We can listen to John Allspaw and Dave Zwieback talk all day about conducting post-mortems (believe me, we can, and you should, too). Much of John’s thinking has its origins outside of the Web world, in the disciplines of Human Factors Engineering and Safety Science. And similarly, much of Velocity co-founder Jesse Robbins’ thinking has its origins in emergency services and Jesse’s experience as a volunteer fireman. If we limit DevOps to devs and ops, we’re limiting the cultural change we can bring about in our organizations, not to mention the improvements we can achieve in efficiency, in reliability, in safety, in customer satisfaction.

Empathy is the way forward

Whenever I think about what DevOps means, I always come back to Jeff Sussna’s formulation: Empathy is the essence of DevOps. (You really owe it to yourself to read all of Jeff’s articles.) You can criticize that as being impossibly vague, but I believe it captures what this phenomenon is about. We’re still learning what it means to empathize. It’s not just sitting down and having a good cry together. It’s about understanding what other parts of the system are trying to say: other people, certainly, but not just the people in your development group, or in your development and operations groups. And once we grasp that, we’re way beyond tools.

We’re thinking about what we really need to do to satisfy our customers. We’re thinking about how to interact creatively and productively with marketing, sales, the warehouse, upper management, even (gasp) accounting. What do our customers really want? What do our operations staff need so they can run our software systems effectively? What do the developers need to create systems that can be managed effortlessly? Where is the pain in the organization, and what do we do about it? If we’re just providing solutions, and not understanding the problem that needs to be solved, from the perspective of the person who has the problem, we’re not doing anything. And if we limit ourselves to devs and ops, well — I suppose we’ll accomplish something, but we’re setting our sights way too low. These ideas are far too important and revolutionary.

Stored data →

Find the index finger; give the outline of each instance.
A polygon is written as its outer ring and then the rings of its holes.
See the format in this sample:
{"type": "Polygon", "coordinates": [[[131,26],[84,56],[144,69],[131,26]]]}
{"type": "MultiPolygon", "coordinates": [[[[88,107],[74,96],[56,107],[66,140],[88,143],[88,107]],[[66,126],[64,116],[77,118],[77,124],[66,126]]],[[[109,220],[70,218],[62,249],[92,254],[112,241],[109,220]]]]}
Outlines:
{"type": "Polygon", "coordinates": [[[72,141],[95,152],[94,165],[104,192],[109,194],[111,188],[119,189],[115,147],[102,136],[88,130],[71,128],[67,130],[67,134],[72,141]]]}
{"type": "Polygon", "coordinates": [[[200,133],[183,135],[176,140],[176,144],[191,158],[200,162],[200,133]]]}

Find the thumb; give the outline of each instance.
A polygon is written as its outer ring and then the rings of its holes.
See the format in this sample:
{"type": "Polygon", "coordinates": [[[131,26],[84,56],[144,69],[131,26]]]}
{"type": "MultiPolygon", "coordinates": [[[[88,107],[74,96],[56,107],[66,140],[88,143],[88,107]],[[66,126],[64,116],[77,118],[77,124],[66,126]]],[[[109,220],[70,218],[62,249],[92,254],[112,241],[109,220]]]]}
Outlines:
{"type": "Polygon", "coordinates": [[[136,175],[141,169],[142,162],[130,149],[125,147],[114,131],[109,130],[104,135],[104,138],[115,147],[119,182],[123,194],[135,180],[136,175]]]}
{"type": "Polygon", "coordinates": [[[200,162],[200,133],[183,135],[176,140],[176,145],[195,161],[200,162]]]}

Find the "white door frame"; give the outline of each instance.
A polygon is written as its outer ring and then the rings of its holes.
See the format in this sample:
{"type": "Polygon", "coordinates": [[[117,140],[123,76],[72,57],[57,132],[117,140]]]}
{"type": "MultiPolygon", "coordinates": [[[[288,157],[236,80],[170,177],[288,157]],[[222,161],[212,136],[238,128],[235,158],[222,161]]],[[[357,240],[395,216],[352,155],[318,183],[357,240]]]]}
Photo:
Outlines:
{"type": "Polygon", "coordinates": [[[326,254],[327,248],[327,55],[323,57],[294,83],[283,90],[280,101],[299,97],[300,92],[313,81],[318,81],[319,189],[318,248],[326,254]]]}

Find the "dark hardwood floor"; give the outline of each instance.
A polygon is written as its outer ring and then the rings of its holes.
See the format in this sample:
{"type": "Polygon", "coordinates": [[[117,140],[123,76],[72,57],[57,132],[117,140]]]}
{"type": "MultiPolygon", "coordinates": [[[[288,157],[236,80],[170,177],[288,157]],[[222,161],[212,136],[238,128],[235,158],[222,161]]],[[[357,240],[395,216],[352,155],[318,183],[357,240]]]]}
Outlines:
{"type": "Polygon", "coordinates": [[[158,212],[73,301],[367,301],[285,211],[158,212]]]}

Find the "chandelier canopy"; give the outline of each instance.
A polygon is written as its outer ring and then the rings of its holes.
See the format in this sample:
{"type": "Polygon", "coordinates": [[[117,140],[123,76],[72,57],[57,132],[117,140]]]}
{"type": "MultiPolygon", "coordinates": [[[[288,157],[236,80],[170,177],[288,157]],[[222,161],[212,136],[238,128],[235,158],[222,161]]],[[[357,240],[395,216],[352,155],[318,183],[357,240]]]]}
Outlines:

Work required → Can you carry the DevOps essay forward from its final sentence?

Answer below →
I’ve seen arguments that empathy gets in the way of making necessary hard-headed business decisions. Give me a break. When I read about people taking four hours to cancel a COMCAST contract, or when I look at some of the horrendous ecommerce sites out there, or look at custom software systems that were built without asking users what was wrong with the old system, my reaction isn’t that we need more hard-headed business decisions about short-term profit. Have you ever dealt with your insurance company? Then you’ve probably run into someone whose job wasn’t to serve you, but to frustrate you. We need empathy, creative thinking and participation with the users we’re trying to serve. That’s not easy — and it may be the hardest hard-headed business decision of all. Abusing your users so you can continue to collect their money is taking the easy way out, and is destroying value, not creating it. It’s great for pumping up executive bonuses, but not so great for creating long-term value.

On top of empathy, we need a lot of humility. It’s all too easy to make it sound like IBM can solve all its organizational issues by having a big group hug, all 400,000 of them. We have some ideas that have proven effective in small and even mid-sized groups, but we haven’t solved all the problems. We’re still figuring out how empathy, respect, promises, and even continuous deployment apply to large enterprises. A lot of DevOps is about eliminating silos, fighting silo-ization; I’ve written about that myself. One of my earliest observations about code performance is that the most important optimizations often occur across carefully architected boundaries: between the inside and outside of a loop, between carefully untangled methods, between classes, between modules or packages. The same principle applies to organizations. It’s easy to optimize within a group or department, but it is both harder and more important to optimize interactions that cross the boundaries between silos.

It’s also obvious that, when your organization grows to much over 50 people, you need some kind of structure. You need some way of separating what you’re doing from what everyone else is doing. If you take my observation about optimization to extremes, your code will end up as one big main() function that’s impossible to understand or debug. It’s been a long time since we’ve thought that was a reasonable way to build code. There’s a value to structure, both in organizations and in code, and it’s worth sacrificing some performance to gain the benefits of structure. Only naive programmers obfuscate their code to achieve 0.1% gains.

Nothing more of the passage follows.